Task description:
Starting at the line with "Find the parked car; segment each instance." and running through the end of the items, give each line as a string in a JSON list, one string per line. Omit blank lines and leave out the pictures.
─── The input ───
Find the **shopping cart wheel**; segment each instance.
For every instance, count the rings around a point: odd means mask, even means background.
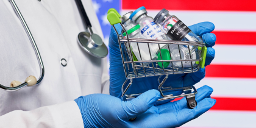
[[[190,103],[190,105],[188,104],[188,102],[187,102],[187,105],[188,106],[188,107],[189,108],[193,109],[197,105],[197,102],[196,102],[196,101],[195,101],[194,102]]]
[[[135,117],[133,118],[130,118],[130,119],[129,119],[129,121],[133,121],[135,120],[136,118],[137,118],[137,117]]]

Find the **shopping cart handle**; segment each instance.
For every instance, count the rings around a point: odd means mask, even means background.
[[[206,46],[204,46],[202,48],[202,52],[201,52],[202,60],[201,61],[200,61],[200,66],[201,68],[204,68],[207,52],[207,48],[206,48]]]
[[[118,18],[121,18],[120,14],[119,14],[118,12],[117,12],[117,10],[115,10],[115,9],[113,9],[113,8],[111,8],[111,9],[108,9],[108,10],[107,11],[107,13],[108,14],[110,12],[112,12],[116,13],[116,15],[118,16]]]

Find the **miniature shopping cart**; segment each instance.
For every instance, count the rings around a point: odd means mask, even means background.
[[[181,97],[186,97],[187,101],[187,105],[190,108],[193,108],[197,105],[197,103],[195,99],[196,94],[197,94],[197,91],[196,88],[193,87],[187,87],[182,88],[172,88],[172,87],[163,87],[163,85],[166,79],[168,78],[169,74],[184,74],[184,73],[194,73],[199,70],[199,69],[204,68],[204,63],[205,61],[206,51],[207,48],[204,43],[197,43],[197,42],[191,42],[191,41],[173,41],[173,40],[150,40],[150,39],[138,39],[138,38],[129,38],[128,34],[126,30],[124,29],[124,26],[121,23],[120,20],[121,16],[116,12],[116,10],[111,9],[108,12],[107,18],[112,25],[113,27],[115,29],[115,32],[118,35],[118,43],[119,46],[121,55],[122,57],[123,65],[124,66],[124,69],[125,72],[125,75],[126,80],[122,86],[122,99],[124,100],[129,100],[133,98],[136,98],[140,94],[126,94],[126,92],[129,88],[132,85],[132,81],[133,79],[140,79],[141,77],[152,77],[152,76],[159,76],[158,79],[158,82],[159,86],[158,87],[158,90],[160,91],[162,98],[158,99],[160,101],[164,101],[169,99],[174,99]],[[123,28],[124,32],[126,33],[126,38],[123,37],[121,35],[119,35],[118,31],[116,29],[114,24],[119,24]],[[123,33],[123,32],[122,32]],[[137,57],[134,55],[132,52],[132,49],[131,48],[130,43],[137,43],[138,46],[138,51],[140,53],[140,57],[141,58],[141,52],[139,48],[140,43],[146,43],[148,44],[149,54],[151,56],[151,60],[143,61],[138,60],[136,59]],[[158,57],[157,60],[152,60],[151,57],[151,54],[150,52],[150,45],[149,44],[154,43],[157,44],[159,48],[159,54],[160,57]],[[169,54],[171,54],[170,48],[169,44],[178,44],[179,50],[180,50],[179,45],[186,45],[188,48],[190,59],[182,59],[180,52],[180,60],[164,60],[162,58],[162,48],[160,45],[161,44],[166,44],[168,46],[168,51]],[[197,53],[199,56],[199,59],[192,59],[191,53],[190,51],[190,48],[193,46],[193,47],[197,48]],[[172,63],[177,63],[177,62],[181,63],[181,68],[177,68],[174,67]],[[185,68],[183,65],[183,62],[190,62],[191,63],[191,67],[188,69]],[[144,63],[150,63],[150,65],[144,65]],[[165,63],[172,63],[172,66],[169,67],[166,67],[163,65]],[[197,66],[194,66],[193,65],[193,63],[196,63]],[[161,77],[165,76],[163,80],[161,80]],[[129,84],[127,85],[126,83],[130,81]],[[182,90],[183,93],[178,96],[173,96],[172,94],[169,94],[165,95],[165,92],[170,91],[177,91],[177,90]]]

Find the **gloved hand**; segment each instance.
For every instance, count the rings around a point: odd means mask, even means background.
[[[149,90],[131,101],[103,94],[80,96],[77,104],[84,127],[176,127],[196,118],[215,104],[210,98],[212,88],[204,86],[197,90],[197,105],[187,107],[187,101],[154,106],[160,96],[159,91]],[[137,117],[133,121],[129,119]]]
[[[118,32],[121,33],[122,30],[121,26],[116,24],[115,27]],[[195,34],[201,36],[204,39],[207,47],[205,65],[210,65],[215,55],[215,51],[212,47],[215,44],[216,36],[214,34],[210,33],[214,30],[214,24],[210,22],[203,22],[189,27]],[[110,62],[110,93],[112,96],[120,98],[121,96],[121,87],[126,80],[126,76],[116,34],[113,27],[111,30],[108,44]],[[179,88],[192,86],[199,82],[205,76],[205,68],[201,69],[193,73],[171,74],[169,75],[163,87],[171,86],[173,88]],[[137,94],[151,89],[157,89],[159,85],[157,81],[158,78],[158,76],[133,79],[132,84],[126,94]],[[177,91],[176,93],[177,94],[180,94],[182,92]]]

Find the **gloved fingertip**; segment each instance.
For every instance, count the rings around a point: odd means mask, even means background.
[[[196,35],[202,36],[203,34],[212,32],[215,26],[211,22],[202,22],[188,27]]]
[[[213,92],[213,89],[212,87],[209,87],[208,85],[204,85],[203,87],[201,87],[199,88],[201,88],[201,89],[205,90],[207,90],[207,91],[211,91],[211,92]]]
[[[157,101],[160,96],[160,92],[157,90],[150,90],[142,93],[138,96],[138,98],[141,99],[141,98],[143,98],[143,100],[144,100],[150,107]]]
[[[216,35],[212,33],[207,33],[203,35],[202,38],[207,47],[212,47],[215,45]]]
[[[212,48],[208,48],[206,53],[206,57],[214,58],[215,56],[215,50]]]

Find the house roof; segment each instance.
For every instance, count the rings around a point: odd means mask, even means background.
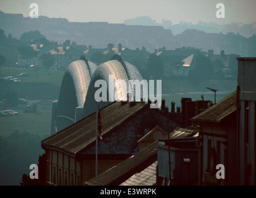
[[[140,138],[138,140],[138,143],[139,142],[150,142],[152,138],[150,136],[153,136],[154,133],[155,132],[158,132],[156,136],[158,137],[159,136],[165,136],[165,135],[167,135],[167,132],[165,131],[165,129],[163,129],[162,127],[161,127],[160,126],[157,125],[155,127],[153,127],[152,129],[151,129],[149,132],[147,132],[145,136],[144,136],[142,138]]]
[[[195,130],[177,128],[170,132],[170,138],[196,137],[196,135],[198,133]],[[165,136],[164,138],[167,138],[167,136]],[[122,184],[122,185],[125,185],[126,181],[127,181],[127,183],[130,184],[134,183],[132,184],[134,185],[151,183],[153,178],[152,169],[155,166],[153,164],[157,160],[157,148],[158,146],[158,140],[155,140],[132,157],[101,173],[98,176],[86,181],[84,184],[87,186],[116,186]],[[173,149],[178,148],[173,148]],[[137,173],[140,173],[140,174]],[[137,178],[138,181],[134,181],[135,178]]]
[[[86,186],[116,186],[140,172],[157,160],[158,141],[150,144],[141,151],[118,163],[98,176],[86,181]]]
[[[191,119],[193,121],[220,123],[237,110],[236,103],[237,92],[235,91]]]
[[[120,186],[153,186],[157,182],[157,161],[153,163],[140,173],[132,176]]]
[[[142,102],[135,103],[134,106],[129,107],[128,103],[121,105],[121,103],[114,101],[101,109],[103,139],[109,131],[119,127],[121,123],[146,106],[149,106]],[[94,113],[42,140],[42,147],[61,150],[75,156],[95,141],[96,125],[96,113]]]

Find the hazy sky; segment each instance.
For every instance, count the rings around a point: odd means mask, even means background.
[[[147,15],[157,22],[170,20],[247,24],[256,21],[256,0],[0,0],[0,11],[28,17],[31,3],[39,5],[39,15],[66,18],[72,22],[123,23]],[[216,6],[225,6],[225,19],[217,19]]]

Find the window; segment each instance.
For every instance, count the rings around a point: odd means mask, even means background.
[[[60,168],[58,169],[58,186],[62,185],[62,170]]]

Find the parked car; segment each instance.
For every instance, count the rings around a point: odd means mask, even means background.
[[[4,116],[8,116],[8,114],[7,113],[4,113],[2,111],[0,111],[0,117],[4,117]]]
[[[25,100],[24,98],[19,98],[18,99],[18,103],[21,105],[27,105],[28,103],[27,100]]]
[[[21,74],[17,75],[17,77],[23,77],[23,76],[29,76],[29,74],[25,72],[21,73]]]
[[[17,116],[19,114],[19,112],[11,110],[4,110],[3,112],[10,116]]]

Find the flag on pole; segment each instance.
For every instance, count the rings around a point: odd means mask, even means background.
[[[101,135],[101,132],[103,131],[103,126],[101,124],[101,113],[99,111],[99,109],[98,109],[98,136],[101,139],[103,139],[103,136]]]

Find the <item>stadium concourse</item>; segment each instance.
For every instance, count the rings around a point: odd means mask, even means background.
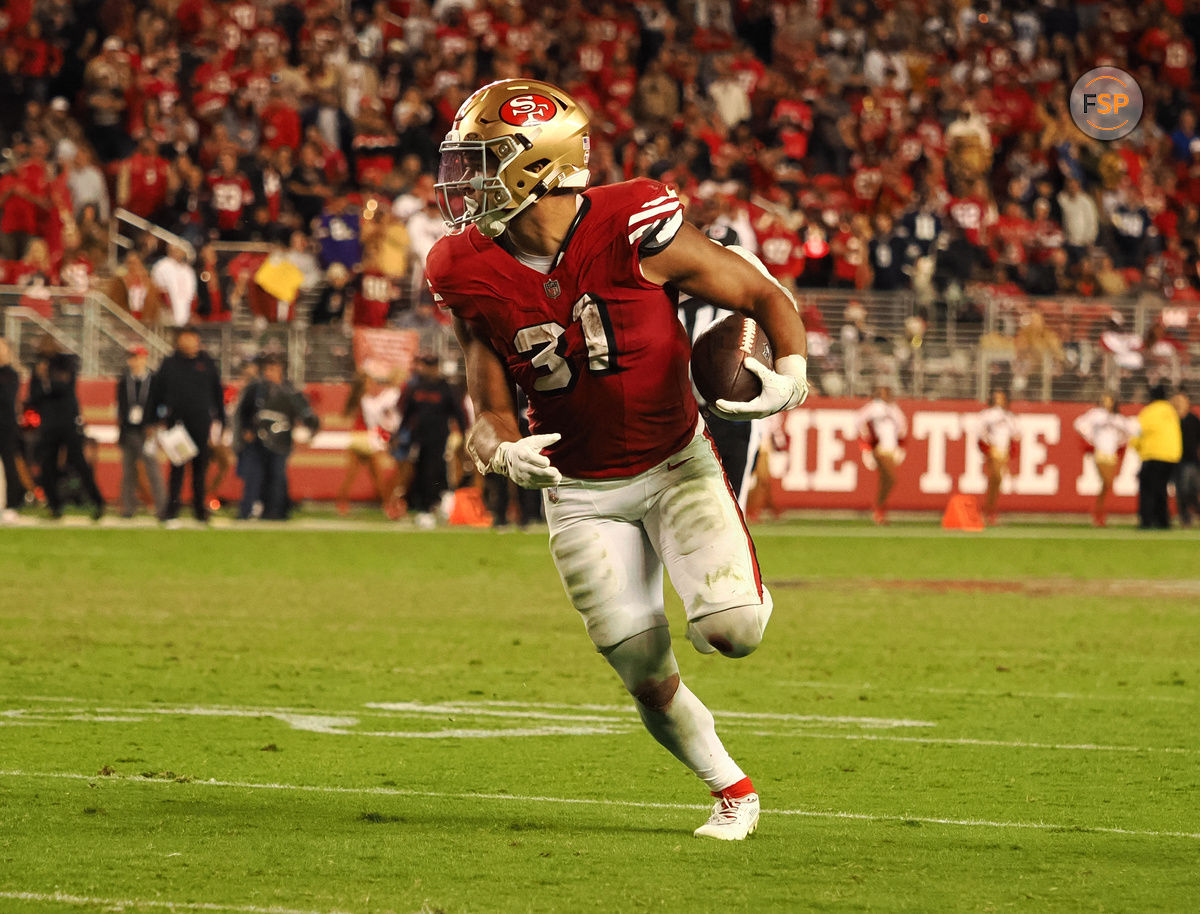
───
Worked solution:
[
  "Find the parked car; segment each instance.",
  "For every instance, count the rings around a point: odd means mask, even means background.",
  "[[[4,116],[8,116],[8,114],[7,113],[4,113],[2,111],[0,111],[0,117],[4,117]]]",
  "[[[25,100],[24,98],[19,98],[18,99],[18,103],[21,105],[27,105],[28,103],[27,100]]]",
  "[[[21,74],[17,75],[17,77],[23,77],[23,76],[29,76],[29,74],[25,72],[21,73]]]",
  "[[[17,116],[19,114],[19,112],[11,110],[4,110],[3,112],[10,116]]]",
  "Find the flag on pole; segment each instance.",
  "For every instance, count the rings around a point: odd means mask, even means background.",
  "[[[101,135],[101,132],[103,131],[103,126],[101,124],[101,113],[99,111],[99,109],[98,109],[98,136],[101,139],[103,139],[103,136]]]",
  "Find the <item>stadium concourse</item>; segment each instance.",
  "For every instance, count the rings around a point: odd means mask, even means background."
]